Image-grounded pointing data
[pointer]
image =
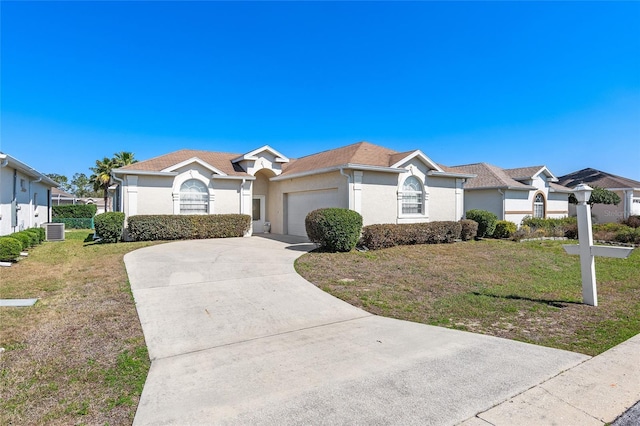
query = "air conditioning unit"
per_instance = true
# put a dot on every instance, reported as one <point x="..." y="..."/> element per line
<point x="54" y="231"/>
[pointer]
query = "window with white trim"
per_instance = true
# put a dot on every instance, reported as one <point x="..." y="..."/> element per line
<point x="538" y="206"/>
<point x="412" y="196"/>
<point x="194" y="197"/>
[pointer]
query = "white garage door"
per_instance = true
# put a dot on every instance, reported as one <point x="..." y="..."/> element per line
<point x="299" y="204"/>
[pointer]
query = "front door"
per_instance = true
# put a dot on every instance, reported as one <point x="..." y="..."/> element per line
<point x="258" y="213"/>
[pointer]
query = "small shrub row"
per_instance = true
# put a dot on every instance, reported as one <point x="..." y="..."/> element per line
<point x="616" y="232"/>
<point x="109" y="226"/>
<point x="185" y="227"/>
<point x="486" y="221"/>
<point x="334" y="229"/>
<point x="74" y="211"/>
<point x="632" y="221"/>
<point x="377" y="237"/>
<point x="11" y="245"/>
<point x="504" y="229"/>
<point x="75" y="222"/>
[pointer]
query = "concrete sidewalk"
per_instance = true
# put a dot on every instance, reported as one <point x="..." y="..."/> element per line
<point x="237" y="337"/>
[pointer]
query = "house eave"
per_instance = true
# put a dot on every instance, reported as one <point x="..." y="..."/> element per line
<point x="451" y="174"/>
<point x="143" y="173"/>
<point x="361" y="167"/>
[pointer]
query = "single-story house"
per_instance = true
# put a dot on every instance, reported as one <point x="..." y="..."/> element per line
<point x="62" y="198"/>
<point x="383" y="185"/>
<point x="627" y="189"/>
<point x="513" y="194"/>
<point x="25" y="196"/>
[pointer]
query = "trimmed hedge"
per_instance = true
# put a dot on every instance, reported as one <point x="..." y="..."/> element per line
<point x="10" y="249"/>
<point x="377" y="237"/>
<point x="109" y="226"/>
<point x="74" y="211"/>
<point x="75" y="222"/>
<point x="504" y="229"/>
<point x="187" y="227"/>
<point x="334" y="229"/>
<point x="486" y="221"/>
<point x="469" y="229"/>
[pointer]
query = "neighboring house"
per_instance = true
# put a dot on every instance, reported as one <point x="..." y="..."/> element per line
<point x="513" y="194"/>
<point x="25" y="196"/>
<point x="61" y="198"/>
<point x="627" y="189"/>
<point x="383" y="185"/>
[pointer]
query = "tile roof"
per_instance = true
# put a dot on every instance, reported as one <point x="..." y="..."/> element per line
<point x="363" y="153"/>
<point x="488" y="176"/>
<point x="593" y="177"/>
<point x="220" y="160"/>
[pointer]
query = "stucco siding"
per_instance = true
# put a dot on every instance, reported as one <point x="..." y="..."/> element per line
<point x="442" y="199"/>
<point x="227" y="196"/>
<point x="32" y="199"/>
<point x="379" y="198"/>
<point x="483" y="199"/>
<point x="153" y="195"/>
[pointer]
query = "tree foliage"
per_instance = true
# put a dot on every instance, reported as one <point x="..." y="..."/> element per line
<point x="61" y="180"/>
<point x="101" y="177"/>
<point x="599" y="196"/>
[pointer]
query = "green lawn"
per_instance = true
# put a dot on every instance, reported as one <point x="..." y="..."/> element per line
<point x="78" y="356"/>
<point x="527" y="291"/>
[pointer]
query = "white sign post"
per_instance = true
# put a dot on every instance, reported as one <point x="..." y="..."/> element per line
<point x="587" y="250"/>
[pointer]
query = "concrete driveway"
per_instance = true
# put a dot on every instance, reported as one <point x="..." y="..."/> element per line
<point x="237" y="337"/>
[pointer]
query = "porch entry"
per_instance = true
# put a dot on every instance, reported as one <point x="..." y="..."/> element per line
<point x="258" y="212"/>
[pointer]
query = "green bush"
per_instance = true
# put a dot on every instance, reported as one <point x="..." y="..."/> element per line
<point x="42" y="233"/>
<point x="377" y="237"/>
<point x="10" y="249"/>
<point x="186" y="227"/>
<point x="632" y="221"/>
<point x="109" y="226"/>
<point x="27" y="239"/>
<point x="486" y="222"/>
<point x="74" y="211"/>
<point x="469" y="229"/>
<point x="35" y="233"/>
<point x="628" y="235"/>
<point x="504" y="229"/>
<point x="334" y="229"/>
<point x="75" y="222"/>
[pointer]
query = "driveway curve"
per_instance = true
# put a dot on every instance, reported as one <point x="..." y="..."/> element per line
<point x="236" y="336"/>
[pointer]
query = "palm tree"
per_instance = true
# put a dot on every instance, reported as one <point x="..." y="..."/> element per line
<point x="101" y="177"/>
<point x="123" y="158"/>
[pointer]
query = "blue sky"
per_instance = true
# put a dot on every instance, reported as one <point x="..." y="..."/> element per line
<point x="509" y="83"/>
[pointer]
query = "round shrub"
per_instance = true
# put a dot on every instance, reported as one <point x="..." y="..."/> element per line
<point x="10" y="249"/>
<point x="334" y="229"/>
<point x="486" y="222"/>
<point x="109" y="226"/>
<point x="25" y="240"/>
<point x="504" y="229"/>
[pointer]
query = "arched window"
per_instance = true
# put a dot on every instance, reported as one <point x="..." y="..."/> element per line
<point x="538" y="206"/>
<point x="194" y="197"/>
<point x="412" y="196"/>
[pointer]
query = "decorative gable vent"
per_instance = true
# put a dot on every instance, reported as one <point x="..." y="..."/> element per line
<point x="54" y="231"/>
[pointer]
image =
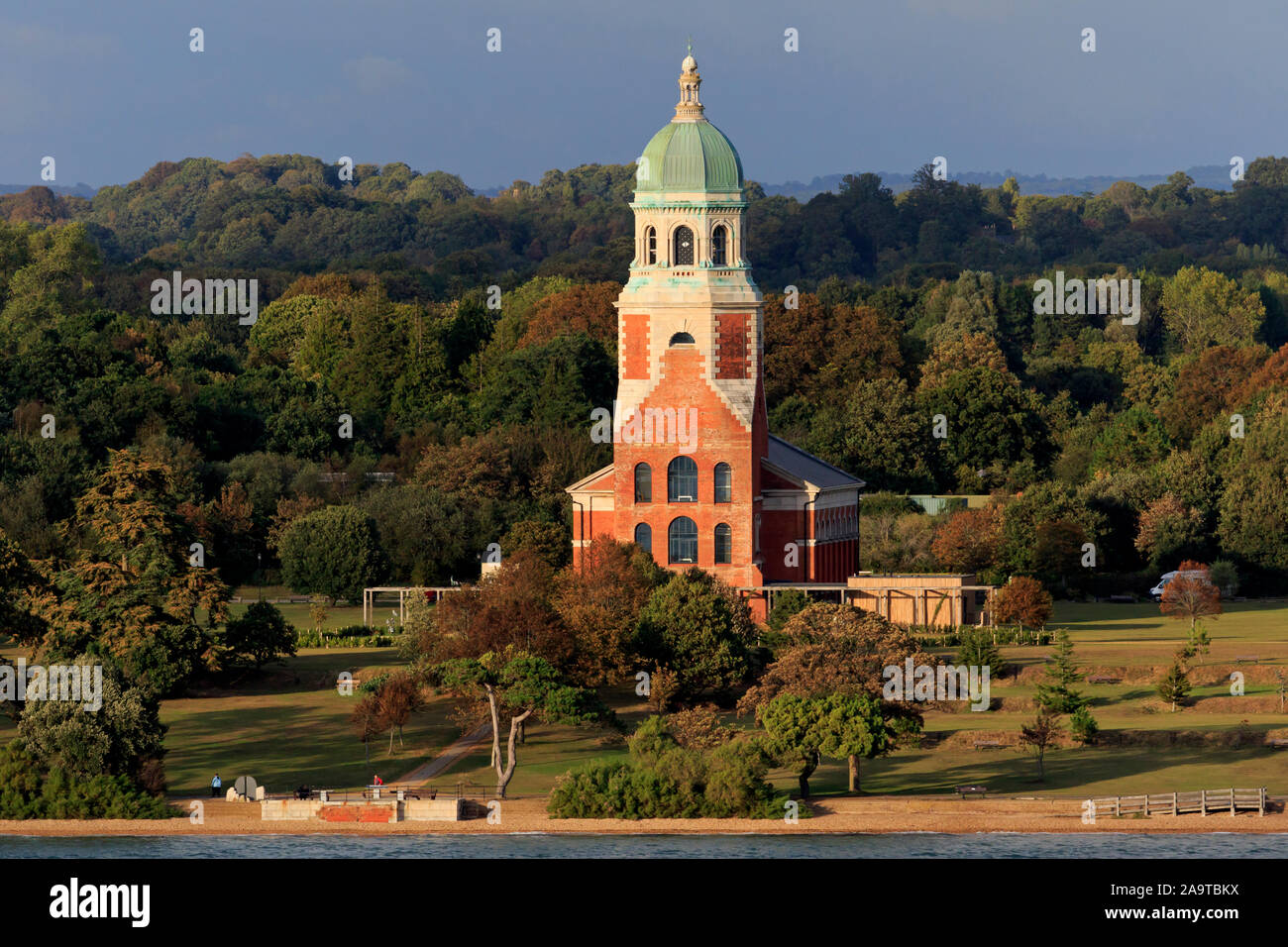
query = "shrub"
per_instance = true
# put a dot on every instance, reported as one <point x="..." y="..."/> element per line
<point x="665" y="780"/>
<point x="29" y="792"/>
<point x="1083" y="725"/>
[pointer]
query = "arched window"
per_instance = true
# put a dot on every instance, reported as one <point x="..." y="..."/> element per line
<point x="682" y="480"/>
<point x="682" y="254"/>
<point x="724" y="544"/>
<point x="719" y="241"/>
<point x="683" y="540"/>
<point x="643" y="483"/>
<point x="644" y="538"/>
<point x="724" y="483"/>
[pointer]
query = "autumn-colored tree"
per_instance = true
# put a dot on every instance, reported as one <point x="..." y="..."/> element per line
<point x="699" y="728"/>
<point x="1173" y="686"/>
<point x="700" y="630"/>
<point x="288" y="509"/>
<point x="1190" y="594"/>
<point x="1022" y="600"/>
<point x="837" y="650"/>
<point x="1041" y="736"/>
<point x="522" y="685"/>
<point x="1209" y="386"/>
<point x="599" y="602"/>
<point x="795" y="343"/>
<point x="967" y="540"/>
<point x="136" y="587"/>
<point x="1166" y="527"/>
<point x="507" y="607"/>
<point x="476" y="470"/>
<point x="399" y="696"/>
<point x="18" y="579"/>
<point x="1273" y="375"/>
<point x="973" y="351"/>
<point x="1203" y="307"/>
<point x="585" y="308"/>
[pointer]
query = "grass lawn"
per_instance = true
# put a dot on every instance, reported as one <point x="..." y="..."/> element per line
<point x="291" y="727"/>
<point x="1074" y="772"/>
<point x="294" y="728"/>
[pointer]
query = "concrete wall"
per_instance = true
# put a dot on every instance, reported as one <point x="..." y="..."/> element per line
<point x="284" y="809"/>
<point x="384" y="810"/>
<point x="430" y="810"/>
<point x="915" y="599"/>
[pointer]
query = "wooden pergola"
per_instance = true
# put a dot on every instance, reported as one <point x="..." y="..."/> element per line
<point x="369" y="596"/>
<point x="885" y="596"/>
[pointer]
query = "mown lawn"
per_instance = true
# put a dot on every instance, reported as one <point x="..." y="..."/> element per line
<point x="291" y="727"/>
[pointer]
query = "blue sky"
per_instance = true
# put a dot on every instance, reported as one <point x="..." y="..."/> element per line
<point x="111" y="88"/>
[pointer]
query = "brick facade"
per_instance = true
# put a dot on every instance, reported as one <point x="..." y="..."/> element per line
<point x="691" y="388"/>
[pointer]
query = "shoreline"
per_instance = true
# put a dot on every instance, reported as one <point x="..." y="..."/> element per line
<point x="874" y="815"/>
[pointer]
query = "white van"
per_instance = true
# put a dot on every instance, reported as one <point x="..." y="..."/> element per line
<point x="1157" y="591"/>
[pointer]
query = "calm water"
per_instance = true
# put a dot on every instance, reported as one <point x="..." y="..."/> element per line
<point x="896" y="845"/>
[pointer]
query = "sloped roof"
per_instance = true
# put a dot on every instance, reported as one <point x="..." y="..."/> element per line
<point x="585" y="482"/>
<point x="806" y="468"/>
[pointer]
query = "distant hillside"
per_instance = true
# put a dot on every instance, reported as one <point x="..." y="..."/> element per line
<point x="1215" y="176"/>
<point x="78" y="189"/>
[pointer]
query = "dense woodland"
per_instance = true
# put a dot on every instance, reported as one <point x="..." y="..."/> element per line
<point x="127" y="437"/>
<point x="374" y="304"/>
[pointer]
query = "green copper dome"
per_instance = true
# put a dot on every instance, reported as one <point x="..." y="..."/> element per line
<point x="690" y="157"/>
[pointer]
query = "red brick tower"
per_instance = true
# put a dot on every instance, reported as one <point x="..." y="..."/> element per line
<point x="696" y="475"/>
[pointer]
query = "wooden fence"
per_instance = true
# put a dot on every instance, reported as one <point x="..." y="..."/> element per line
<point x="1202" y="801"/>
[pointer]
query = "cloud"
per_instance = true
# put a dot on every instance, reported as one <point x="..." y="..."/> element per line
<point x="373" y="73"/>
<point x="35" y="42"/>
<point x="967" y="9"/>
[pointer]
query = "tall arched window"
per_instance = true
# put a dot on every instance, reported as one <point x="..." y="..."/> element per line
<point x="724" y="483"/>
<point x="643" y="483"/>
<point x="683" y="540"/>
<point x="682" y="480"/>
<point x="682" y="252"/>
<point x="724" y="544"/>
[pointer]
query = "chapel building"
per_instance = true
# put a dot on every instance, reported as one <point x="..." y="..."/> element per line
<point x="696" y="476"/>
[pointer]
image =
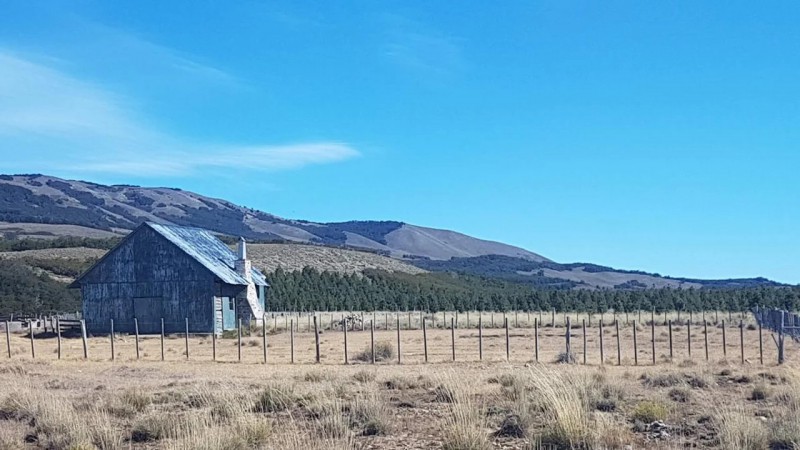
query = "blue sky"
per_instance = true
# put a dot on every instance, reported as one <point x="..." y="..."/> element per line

REQUIRED WORK
Within the entries above, find each line where "shrub" appears; copy every one.

TASK ANSWER
query = "small shrub row"
query = "round shrub"
query = "shrub"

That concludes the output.